--- EXERCISE DIRECTIONS ---
Set the listing down exactly; no pictures.

--- MATERIALS PROVIDED ---

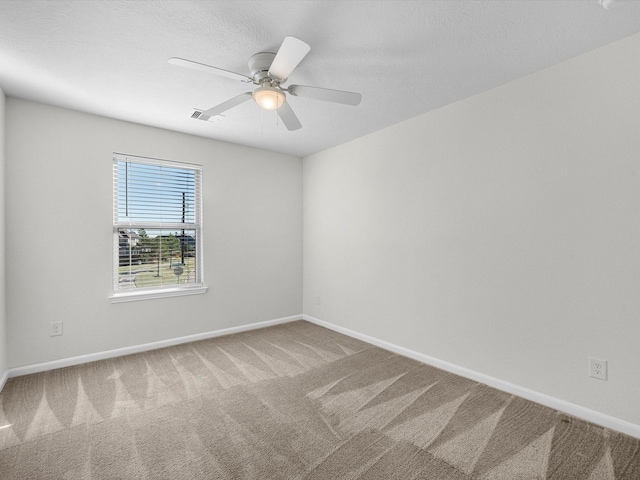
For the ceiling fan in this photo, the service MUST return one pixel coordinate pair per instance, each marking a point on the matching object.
(269, 71)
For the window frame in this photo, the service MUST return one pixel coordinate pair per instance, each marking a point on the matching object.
(145, 293)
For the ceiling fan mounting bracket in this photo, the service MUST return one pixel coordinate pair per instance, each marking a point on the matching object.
(259, 65)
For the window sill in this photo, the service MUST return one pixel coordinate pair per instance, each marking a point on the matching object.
(121, 297)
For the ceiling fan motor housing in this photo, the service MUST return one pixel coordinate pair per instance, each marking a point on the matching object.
(259, 65)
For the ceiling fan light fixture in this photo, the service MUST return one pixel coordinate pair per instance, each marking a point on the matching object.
(269, 98)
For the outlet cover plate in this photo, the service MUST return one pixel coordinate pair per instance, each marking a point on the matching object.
(56, 328)
(597, 368)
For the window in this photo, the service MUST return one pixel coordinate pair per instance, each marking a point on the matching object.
(157, 228)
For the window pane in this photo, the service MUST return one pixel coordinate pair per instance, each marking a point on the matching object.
(157, 224)
(156, 258)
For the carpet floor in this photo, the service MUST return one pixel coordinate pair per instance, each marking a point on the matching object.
(293, 401)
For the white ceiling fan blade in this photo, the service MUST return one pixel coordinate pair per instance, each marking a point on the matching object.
(224, 106)
(290, 54)
(288, 117)
(325, 94)
(181, 62)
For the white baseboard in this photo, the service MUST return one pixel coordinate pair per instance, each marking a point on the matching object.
(546, 400)
(92, 357)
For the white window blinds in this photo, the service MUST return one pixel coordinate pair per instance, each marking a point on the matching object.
(157, 224)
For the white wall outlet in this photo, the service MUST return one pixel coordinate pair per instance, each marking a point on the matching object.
(597, 368)
(56, 328)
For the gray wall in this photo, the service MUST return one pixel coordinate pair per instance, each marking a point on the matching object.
(500, 233)
(59, 234)
(3, 310)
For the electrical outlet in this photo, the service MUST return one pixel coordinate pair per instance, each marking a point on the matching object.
(597, 368)
(56, 328)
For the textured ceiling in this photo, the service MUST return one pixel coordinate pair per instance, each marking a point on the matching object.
(405, 57)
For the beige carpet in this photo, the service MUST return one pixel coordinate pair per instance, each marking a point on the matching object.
(294, 401)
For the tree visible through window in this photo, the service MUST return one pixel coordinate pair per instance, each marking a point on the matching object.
(157, 225)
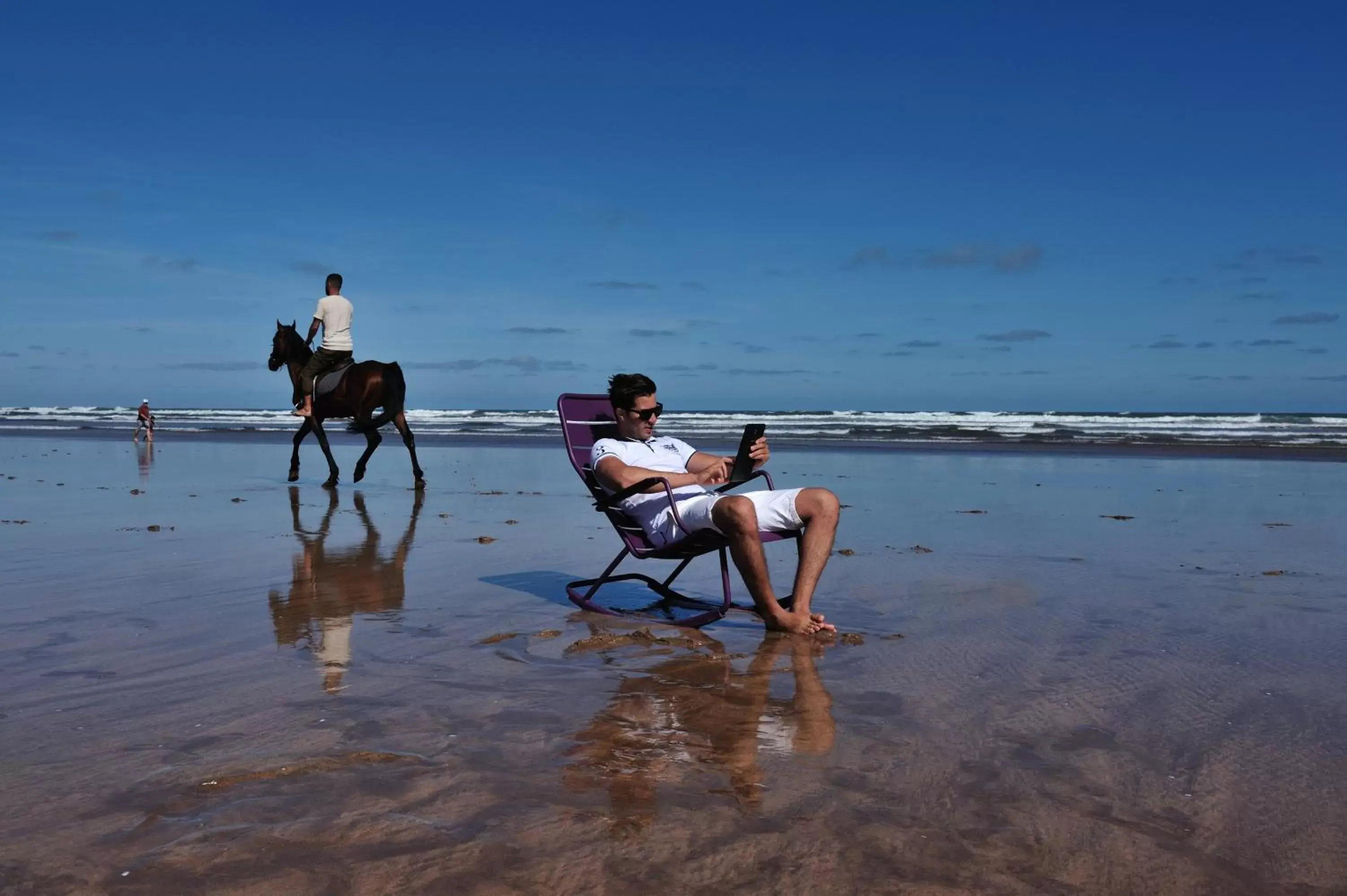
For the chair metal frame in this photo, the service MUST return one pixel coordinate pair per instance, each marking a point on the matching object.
(570, 408)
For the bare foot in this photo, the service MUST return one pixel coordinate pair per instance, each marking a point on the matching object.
(799, 623)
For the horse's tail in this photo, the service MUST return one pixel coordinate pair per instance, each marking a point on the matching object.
(395, 396)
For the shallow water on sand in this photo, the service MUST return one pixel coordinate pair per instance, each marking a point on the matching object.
(312, 693)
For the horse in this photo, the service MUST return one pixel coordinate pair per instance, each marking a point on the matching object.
(367, 386)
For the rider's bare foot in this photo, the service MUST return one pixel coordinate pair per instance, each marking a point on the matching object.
(798, 623)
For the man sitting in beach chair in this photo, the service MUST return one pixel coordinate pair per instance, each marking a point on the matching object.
(639, 455)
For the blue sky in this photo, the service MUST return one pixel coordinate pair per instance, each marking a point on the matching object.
(833, 205)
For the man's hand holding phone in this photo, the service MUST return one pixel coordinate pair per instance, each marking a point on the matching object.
(716, 472)
(760, 453)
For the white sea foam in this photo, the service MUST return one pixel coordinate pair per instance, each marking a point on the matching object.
(876, 426)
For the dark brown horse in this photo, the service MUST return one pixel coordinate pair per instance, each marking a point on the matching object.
(367, 386)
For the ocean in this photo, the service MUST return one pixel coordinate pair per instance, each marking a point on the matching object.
(898, 427)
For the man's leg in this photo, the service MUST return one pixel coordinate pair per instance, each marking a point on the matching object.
(736, 518)
(308, 376)
(819, 510)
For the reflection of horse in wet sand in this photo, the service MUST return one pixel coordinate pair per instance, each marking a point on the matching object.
(694, 712)
(329, 588)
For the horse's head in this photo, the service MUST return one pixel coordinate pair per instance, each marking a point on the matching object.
(282, 345)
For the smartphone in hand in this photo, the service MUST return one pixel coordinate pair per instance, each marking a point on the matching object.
(743, 468)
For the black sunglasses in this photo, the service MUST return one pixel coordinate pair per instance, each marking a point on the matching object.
(648, 413)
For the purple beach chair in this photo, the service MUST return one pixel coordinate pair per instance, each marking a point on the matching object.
(589, 418)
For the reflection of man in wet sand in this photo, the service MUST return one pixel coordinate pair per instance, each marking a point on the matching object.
(145, 460)
(697, 711)
(330, 587)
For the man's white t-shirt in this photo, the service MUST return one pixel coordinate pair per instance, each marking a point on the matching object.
(336, 313)
(663, 455)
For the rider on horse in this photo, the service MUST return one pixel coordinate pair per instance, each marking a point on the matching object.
(335, 313)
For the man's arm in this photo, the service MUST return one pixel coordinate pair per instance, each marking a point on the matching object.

--- TASK SOLUTION ---
For the ceiling fan in this photo, the service MUST return one pixel coordinate pair per instance, each marking a point on the matching object.
(269, 71)
For the window frame in this photo, the service MUST return one pixel coordinate pair per instance, each marking a point on the matching object.
(145, 293)
For the ceiling fan mounting bracket in this photo, the service MUST return one pixel coordinate pair per instance, each marking a point on the matching object.
(259, 65)
For the window sill in this photo, the service MUST return one pixel coordinate pair per instance, each marking a point on the matching object.
(121, 297)
For the ceiling fan motor housing in this photo, the service MUST return one pixel coordinate pair per instance, each marking a point on the matching object.
(259, 65)
For the ceiling fan light fixture in this photo, the service MUST return one pixel coordinate pair per instance, each marking a point on the matching object.
(269, 98)
For the outlet cover plate in this photo, the service MUST return one pixel coordinate pair per instance, each marking a point on the matching object.
(56, 328)
(597, 368)
For the window in this photo, the service MUST return one pixel coordinate pair per instance, each marking a point on the matching object.
(157, 228)
For the window pane in this photo, the service MUST return one pixel coordinate pair per instance, each marking a point on the matching object.
(157, 224)
(156, 258)
For the carpet floor in this photo, the service MUST return one pixel coordinate pair per instance, each marking a point on the matching object.
(293, 401)
For the white ceiling fan blade in this photo, the service MUST return one pixel coordinate pair per instance, each marking a point on the matching object.
(224, 106)
(290, 54)
(288, 117)
(325, 94)
(181, 62)
For the white baseboard in this photo, the service MUST return one pixel coordinate pair per instance, each marking a point on the matching object.
(546, 400)
(92, 357)
For the white window blinds in this photo, the service MUST return one pixel coordinate pair per instance, each marking a point on the matching object.
(157, 224)
For the white wall outlet in this photo, the service MUST return one pixel coordinate pair per instance, each marking a point on the matching object.
(597, 368)
(56, 328)
For the gray wall in this photo, the service MUST return one pixel coordinate pair per instance, each marking a point on the matching object.
(500, 233)
(59, 234)
(3, 310)
For the electrical outlet in this photo, the service MUST return one pixel coordinate pair per instance, each marking a point on the matching object.
(597, 368)
(56, 328)
For the textured ceiling in this photo, the service MUST return one pixel coordinate pair per instance, each marking a point on the matching object.
(405, 57)
For the beige carpet in this photo, the service MUST return one pixel coordinate pair per instance, each marking a point on the matching object.
(294, 401)
For the tree visible through window in this photo, the service MUST return one pixel coordinate pair per instance, each marking a point on the matching object.
(157, 225)
For the chair metal frame in this photo, the service MUST return one pixel coordinate pair per instance, each marking a point on the matching object.
(570, 408)
For the bare foot in this photo, the service MUST return one pixel coordinate pair per instance, each marking a point on the matching object.
(799, 623)
For the horse's tail in this photo, the service MUST return one pixel coordinate pair per instance, each marking a point on the matching object.
(395, 396)
For the shallow water on sand in this photo, the service MUST return one pixel coordinate pair per instance, each marking a point on the matching object.
(312, 693)
For the horse in this photo, the service MUST return one pixel coordinate pair per instance, each marking a point on the matching object.
(367, 386)
For the rider's bare foot in this photo, the service MUST return one pixel coordinate pair per instance, each marking a point on the matching object.
(798, 623)
For the man sitting in beach chair in this photo, the service MUST return one pixel coordinate pair per instance, each marking a point on the matching object.
(639, 455)
For the blue sky in this photo, the service MUST return one pixel coordinate pair per instance, each marking a point on the matching object.
(833, 205)
For the man's hand holding phone in this photo, the service MUST return one pixel coordinate pair per instance, each marking a point on the matching object.
(716, 472)
(760, 453)
For the white sea foam in this photo, the service MUST return one pixel coordinate pair per instance, each marking a point on the matching object.
(876, 426)
For the dark brown horse in this photo, the service MUST return one pixel coordinate pair per instance, each marking a point on the matching object.
(367, 386)
For the ocean in this photo, the service MUST return one pixel coordinate pair per instance, each marking a point on the matching object.
(898, 427)
For the man's leg in this photo, the service MUST return one pixel coordinate pair per instance, each marking a point on the matching object.
(736, 518)
(308, 376)
(819, 510)
For the reflection of horse in wet sand in this photo, the service MUST return one pixel coordinate pair per instance, each marking a point on the matching object.
(694, 712)
(329, 588)
For the horse's head in this photo, the service MUST return one pixel coordinate pair per instance, each marking a point on the matching object.
(282, 345)
For the smartphone in hand in this photo, the service MUST return one pixel coordinate pair per instance, each marking a point on the matching object.
(743, 468)
For the black sunglasses in this photo, the service MUST return one pixel coordinate pair per instance, each marking a point on the matching object.
(648, 413)
For the purple beach chair in this photo, the service MUST return one pixel coordinate pair per instance, each marking a point on the matching object.
(589, 418)
For the reflection of man in wet sand in this photo, the service MUST return one pixel coordinate pair per instance, each marking a point on the matching object.
(145, 460)
(697, 711)
(330, 587)
For the man's white t-shirt in this photo, the service MUST return one pixel coordinate pair per instance, each marking a point on the matching object.
(336, 313)
(663, 455)
For the rider on horse in this photo, the service MUST return one pixel coordinate pair per instance, each marking a point on the matching object.
(335, 313)
For the man's arm in this photo, the service MUST return one pixel coordinate pair per instance, each marking a point on the matching object.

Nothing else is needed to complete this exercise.